Please return the whole listing, character for character.

Start of Block

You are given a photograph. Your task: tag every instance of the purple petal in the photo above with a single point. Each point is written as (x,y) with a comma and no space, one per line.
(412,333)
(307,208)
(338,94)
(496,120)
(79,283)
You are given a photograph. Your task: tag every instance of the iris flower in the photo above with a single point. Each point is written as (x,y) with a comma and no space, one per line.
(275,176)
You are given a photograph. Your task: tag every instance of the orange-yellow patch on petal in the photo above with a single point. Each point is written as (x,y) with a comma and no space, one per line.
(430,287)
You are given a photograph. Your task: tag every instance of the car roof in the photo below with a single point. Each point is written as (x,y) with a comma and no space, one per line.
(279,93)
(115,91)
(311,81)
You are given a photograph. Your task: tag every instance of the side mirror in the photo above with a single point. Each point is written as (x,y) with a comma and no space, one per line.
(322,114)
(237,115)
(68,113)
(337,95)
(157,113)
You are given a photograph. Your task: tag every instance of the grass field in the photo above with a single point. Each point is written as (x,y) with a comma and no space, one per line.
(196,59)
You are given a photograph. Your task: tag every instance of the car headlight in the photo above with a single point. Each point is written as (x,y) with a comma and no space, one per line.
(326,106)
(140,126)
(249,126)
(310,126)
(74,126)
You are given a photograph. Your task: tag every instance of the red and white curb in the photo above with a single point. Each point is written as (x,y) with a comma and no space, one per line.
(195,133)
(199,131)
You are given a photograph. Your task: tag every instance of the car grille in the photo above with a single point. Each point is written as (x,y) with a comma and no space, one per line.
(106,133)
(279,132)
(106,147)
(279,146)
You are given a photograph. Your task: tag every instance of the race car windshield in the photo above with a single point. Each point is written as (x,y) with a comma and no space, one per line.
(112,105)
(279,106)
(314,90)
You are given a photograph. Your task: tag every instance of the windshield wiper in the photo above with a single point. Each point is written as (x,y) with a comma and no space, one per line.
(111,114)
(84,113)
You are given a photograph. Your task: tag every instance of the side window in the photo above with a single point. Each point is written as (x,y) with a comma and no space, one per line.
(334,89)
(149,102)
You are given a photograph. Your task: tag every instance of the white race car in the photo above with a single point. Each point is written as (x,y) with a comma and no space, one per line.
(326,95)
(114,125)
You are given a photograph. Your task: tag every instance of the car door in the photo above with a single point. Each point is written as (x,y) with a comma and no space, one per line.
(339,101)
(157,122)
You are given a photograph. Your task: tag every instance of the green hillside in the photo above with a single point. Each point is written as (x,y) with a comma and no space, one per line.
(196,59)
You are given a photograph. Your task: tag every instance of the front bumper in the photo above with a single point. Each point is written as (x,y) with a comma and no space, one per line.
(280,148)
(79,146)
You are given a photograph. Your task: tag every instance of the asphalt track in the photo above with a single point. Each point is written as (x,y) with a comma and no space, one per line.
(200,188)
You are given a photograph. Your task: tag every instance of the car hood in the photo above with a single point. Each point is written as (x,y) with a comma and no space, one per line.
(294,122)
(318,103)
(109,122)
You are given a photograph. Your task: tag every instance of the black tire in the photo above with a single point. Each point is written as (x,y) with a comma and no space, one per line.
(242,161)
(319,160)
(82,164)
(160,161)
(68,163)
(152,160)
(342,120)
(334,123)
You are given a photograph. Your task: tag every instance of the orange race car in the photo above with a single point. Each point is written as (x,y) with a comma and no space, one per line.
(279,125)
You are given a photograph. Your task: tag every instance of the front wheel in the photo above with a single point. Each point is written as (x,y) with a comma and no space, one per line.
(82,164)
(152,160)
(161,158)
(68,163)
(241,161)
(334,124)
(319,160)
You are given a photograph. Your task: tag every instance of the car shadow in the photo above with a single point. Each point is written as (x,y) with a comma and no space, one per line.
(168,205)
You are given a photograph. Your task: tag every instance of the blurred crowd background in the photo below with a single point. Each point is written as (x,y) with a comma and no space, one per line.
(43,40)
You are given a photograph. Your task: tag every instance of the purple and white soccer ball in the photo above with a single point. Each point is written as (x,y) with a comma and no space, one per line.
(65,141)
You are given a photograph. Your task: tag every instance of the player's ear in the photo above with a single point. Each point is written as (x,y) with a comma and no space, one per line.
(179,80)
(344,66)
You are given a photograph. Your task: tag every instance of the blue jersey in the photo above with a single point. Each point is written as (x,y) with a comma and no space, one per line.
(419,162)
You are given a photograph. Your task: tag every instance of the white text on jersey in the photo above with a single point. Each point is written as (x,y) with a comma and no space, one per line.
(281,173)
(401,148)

End of Block

### RESPONSE
You are given a photograph. Your task: tag every instance of the purple petal in the photo above with a single point. Each point is written as (x,y) with a comma and no space, one per line.
(412,333)
(307,208)
(338,94)
(496,120)
(79,283)
You are given a photograph. Your task: tag every instance of the iris flower in the photo above with a single point. Each point is written as (x,y) with a comma and no space, one per line.
(275,176)
You are given a photograph. Your task: tag every instance of the orange-yellow patch on petal in the photo above with a single point. Each point is written as (x,y) with a comma and no space, one per line.
(430,287)
You are given a photograph. Your task: tag every instance of the car roof in the photo below with a single point. Each point is written as (x,y) with a comma and no space, one per line.
(279,93)
(115,91)
(311,81)
You are given a photograph. Your task: tag every instance of the side mirror in the photo above with a single point. Each point is written as (x,y) with a comma and no space, one per line.
(322,114)
(237,115)
(68,113)
(337,95)
(157,113)
You are given a photograph. Your task: tag every instance of the grass field in the photo above with a single point. Each point is written as (x,y) with a comma and no space, one per line.
(196,59)
You are given a photograph. Your task: tag every instance of the car headlight in the photo above with a single point. Each point is written as (x,y) with a comma and no space, one per line.
(326,106)
(140,126)
(249,126)
(310,126)
(74,126)
You are given a photograph. Your task: tag every instance of the red and white curb in the photo above with a single point. Each point is written as (x,y) with a comma and no space, one per line.
(195,133)
(199,131)
You are given a photograph. Your task: tag every instance of the car grille in the photo above with a single point. Each point is written as (x,y) with a comma and no space, one per line.
(106,133)
(279,132)
(106,147)
(279,146)
You are given a photograph. Your task: tag every instance of the race car windshield in the photo above with a single point. Each point is written as (x,y) with a comma and no space, one per line.
(112,105)
(279,106)
(314,90)
You are given a photograph. Your task: tag every instance of the windshield wiper in the photo above with a single point. Each point is written as (x,y) with a comma and no space, one per line.
(111,114)
(84,113)
You are given a photograph. Your task: tag every instance of the side window in the photo above with a single point. Each point is written as (x,y) with a comma and no space, one per line.
(334,89)
(149,102)
You are given a photograph. Your task: tag every instance of the white race car in the photo above with a single point. Each point is written as (x,y) with a comma and no space, one per line.
(326,95)
(114,125)
You are given a photograph. Your task: tag every instance of the car door in the photo above with a single point. Each point is written as (x,y) with a comma and no space, one per line.
(339,101)
(157,122)
You are given a photograph. Your task: tag every instance of the green hillside in the photo above with a single point. Each point is written as (x,y) with a comma and no space, one per line.
(196,59)
You are given a photograph. Your task: tag every instance of the front bumper in the photo above with a single point. Each point is written as (x,y) with a comma and no space, one per line.
(280,148)
(79,146)
You are given a photograph. Your task: tag every instance of the asphalt track in the photo above with a single point. Each point is written as (x,y) with a comma and no space, one per line.
(200,188)
You are given a photograph. Your task: tag every instance of the car hood in the photo above with a single point. Each point is written as (x,y) with a comma and no space, one per line.
(294,122)
(318,103)
(109,122)
You are given a photograph. Your task: tag every instance of the black tire in the photo above with a single point. Each point is written as (x,y) with a comma and no space, one per line.
(242,161)
(319,160)
(82,164)
(160,161)
(68,163)
(152,160)
(342,120)
(334,123)
You are given a photograph. Your task: tag every instance of the orange race car in the photo above with a single point. Each point is written as (x,y) with a comma and no space, one per line.
(279,125)
You are given a photograph. Your task: tag every instance of the front wheel in the photo above with a single point. Each point is written as (x,y) with a comma and no space, one per line.
(82,164)
(152,160)
(161,158)
(68,163)
(241,161)
(334,124)
(319,160)
You are given a photograph. Your task: tag every instance of the car shadow in the photo above with a single point. Each point is written as (x,y) with a comma and no space, one per line.
(168,205)
You are given a photograph. Your task: tag every instance of the blurred crowd background in the photo below with a single point. Each point is written as (x,y) with a comma and no space, one per line.
(43,40)
You are given a photograph. Your task: tag every instance of the purple and white soccer ball in the photo above with a single point. Each point is written as (x,y) with a comma and no space, one per line.
(65,141)
You are given a photograph. Your task: tag every instance of the player's ear in the photo above with a single point. Each point is written as (x,y) with a comma and no space, one per line.
(179,80)
(344,66)
You are given a photograph. Your task: tag every instance of the blue jersey in the photo above with a single point. Each point is written as (x,y) with a comma and no space, one per line.
(419,162)
You are given a photograph. Your task: tag every instance of the white text on jersey in the photo above with a single point. Each point is written as (x,y) with a comma and no space, one per line.
(281,173)
(401,148)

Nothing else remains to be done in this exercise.